Your goal ->
Copy the items below word for word, beginning with their first line and continuing through the line that contains "x=141, y=185", including both of those lines.

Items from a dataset
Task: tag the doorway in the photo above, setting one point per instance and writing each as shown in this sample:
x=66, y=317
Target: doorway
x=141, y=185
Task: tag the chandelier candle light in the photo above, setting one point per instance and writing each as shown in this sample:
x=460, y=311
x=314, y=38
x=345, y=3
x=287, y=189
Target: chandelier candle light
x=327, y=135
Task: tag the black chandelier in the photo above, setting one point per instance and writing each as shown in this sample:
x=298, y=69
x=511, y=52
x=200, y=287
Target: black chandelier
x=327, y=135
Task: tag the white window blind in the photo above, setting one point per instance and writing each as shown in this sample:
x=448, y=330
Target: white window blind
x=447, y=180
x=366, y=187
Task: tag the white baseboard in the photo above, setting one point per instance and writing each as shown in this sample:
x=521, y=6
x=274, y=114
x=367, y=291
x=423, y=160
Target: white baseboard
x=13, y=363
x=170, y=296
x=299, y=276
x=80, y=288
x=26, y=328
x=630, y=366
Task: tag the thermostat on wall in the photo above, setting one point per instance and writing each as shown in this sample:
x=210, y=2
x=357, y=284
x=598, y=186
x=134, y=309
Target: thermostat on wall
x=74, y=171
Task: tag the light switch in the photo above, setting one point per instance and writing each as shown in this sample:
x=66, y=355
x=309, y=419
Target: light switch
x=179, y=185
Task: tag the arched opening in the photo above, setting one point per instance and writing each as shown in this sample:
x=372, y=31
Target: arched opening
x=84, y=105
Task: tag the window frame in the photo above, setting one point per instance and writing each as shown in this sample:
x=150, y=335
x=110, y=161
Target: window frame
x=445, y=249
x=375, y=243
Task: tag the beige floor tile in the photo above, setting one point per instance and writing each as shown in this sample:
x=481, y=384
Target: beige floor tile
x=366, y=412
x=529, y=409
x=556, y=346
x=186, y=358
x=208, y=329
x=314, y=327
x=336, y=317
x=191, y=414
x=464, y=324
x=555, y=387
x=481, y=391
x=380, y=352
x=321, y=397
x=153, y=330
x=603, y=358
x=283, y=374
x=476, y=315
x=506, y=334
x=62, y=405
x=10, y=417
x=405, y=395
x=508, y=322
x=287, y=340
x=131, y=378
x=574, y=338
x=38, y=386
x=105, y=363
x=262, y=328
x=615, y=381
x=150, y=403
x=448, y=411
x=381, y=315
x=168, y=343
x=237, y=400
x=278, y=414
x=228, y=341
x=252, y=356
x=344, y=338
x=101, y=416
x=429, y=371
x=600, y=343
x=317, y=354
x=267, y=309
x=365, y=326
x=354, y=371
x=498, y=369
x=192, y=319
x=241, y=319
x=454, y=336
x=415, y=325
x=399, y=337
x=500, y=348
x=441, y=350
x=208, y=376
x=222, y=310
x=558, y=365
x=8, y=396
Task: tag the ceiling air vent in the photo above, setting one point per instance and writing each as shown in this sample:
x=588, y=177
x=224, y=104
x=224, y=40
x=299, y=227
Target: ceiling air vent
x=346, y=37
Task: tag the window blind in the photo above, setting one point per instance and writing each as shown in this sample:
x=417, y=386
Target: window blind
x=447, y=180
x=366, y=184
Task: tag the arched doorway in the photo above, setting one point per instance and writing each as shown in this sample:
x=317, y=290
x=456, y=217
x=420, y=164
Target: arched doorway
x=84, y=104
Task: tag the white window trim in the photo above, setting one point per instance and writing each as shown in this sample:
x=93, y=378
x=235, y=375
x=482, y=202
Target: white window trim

Written response ->
Task: tag the doorway in the photo above, setting one point per instance and writing each as shown in this sample:
x=66, y=317
Target: doorway
x=141, y=185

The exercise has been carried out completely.